▶ **Object position labeling rows**:
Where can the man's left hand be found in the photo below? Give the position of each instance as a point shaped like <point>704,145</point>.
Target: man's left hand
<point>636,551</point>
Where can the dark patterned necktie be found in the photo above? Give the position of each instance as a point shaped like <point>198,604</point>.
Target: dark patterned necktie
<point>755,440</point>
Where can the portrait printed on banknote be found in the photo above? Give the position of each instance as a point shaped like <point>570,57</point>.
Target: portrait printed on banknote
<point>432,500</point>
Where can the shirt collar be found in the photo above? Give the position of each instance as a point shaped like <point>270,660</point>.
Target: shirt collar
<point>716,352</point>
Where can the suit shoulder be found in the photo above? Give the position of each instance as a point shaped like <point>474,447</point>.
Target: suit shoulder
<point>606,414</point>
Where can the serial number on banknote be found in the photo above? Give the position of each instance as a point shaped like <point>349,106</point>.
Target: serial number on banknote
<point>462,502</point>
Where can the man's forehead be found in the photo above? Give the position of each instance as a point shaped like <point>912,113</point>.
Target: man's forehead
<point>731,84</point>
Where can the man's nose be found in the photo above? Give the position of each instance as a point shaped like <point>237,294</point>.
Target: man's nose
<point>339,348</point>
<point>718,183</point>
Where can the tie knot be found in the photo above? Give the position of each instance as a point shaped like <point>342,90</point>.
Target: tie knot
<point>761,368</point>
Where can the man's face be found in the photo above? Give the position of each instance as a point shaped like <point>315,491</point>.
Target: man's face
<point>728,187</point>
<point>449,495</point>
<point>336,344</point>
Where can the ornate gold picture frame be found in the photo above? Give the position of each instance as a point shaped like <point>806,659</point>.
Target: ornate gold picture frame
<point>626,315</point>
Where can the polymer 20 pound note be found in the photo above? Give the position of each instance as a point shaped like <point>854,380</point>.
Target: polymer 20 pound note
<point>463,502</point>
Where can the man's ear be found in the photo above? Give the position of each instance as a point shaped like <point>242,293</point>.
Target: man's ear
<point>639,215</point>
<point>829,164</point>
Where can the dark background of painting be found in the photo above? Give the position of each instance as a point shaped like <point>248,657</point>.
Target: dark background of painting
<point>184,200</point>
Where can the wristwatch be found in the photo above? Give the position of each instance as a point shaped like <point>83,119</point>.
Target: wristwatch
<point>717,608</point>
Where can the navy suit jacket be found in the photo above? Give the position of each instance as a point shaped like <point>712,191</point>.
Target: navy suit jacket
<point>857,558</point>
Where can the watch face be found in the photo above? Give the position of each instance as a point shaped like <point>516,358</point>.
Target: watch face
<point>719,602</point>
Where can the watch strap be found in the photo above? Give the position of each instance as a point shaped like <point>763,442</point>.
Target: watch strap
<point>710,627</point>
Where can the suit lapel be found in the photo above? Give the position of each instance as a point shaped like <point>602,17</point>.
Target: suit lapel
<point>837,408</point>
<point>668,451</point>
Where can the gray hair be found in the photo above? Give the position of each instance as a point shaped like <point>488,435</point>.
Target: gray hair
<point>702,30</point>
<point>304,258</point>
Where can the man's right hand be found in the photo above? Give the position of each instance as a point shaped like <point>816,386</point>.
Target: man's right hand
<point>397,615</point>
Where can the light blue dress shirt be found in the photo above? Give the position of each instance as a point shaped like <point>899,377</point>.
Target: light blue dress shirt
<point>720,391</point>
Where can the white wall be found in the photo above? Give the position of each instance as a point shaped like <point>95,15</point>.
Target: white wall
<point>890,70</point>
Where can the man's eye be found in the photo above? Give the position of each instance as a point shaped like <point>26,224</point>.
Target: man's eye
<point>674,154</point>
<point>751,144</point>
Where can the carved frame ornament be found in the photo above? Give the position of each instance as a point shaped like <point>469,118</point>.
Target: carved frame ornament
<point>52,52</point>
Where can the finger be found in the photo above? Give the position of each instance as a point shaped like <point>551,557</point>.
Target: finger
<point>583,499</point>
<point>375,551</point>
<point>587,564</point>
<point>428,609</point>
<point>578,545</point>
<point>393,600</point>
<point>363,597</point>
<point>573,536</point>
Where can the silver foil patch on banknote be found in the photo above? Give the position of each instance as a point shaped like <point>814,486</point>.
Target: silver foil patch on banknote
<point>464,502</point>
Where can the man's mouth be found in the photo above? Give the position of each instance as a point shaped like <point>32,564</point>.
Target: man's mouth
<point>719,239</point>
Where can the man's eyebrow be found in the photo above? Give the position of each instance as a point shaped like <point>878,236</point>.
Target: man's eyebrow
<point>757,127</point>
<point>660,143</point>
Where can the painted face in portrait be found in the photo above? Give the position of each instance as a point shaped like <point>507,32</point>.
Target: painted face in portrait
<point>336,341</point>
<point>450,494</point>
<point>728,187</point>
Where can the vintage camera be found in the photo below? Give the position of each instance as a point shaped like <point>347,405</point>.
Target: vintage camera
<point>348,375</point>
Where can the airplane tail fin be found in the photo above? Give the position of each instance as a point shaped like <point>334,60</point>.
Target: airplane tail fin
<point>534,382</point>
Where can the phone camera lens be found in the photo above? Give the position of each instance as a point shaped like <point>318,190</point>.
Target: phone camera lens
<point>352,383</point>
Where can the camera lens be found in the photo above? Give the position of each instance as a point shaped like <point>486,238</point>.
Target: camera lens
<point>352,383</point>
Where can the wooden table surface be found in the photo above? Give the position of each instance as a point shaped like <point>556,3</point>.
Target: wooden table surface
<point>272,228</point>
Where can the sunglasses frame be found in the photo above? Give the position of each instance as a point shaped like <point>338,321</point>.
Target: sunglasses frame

▶ **Request**: Please recast the rows above as a JSON list of strings, one string per line and blank lines left out, beginning at their first line and stopping after the line that contains "<point>606,414</point>".

▶ **Written solution**:
[
  "Where can the man's left hand be found in the photo below? Give the position of each instance as a point shaped like <point>704,145</point>.",
  "Target: man's left hand",
  "<point>636,551</point>",
  "Where can the dark patterned necktie be found in the photo above? Give the position of each instance as a point shaped like <point>198,604</point>.",
  "Target: dark patterned necktie",
  "<point>755,440</point>",
  "Where can the portrait printed on banknote be found in the photo above? Give the position of each instance as a point shaped like <point>570,57</point>.",
  "Target: portrait printed on banknote",
  "<point>432,500</point>",
  "Where can the shirt collar be found in the photo above? Give the position of each instance as a point shaped like <point>270,660</point>.",
  "Target: shirt collar",
  "<point>716,352</point>",
  "Where can the suit shoulder be found in the photo above? Give the position of each instance as a point shaped like <point>474,447</point>.",
  "Target: suit shoulder",
  "<point>606,414</point>"
]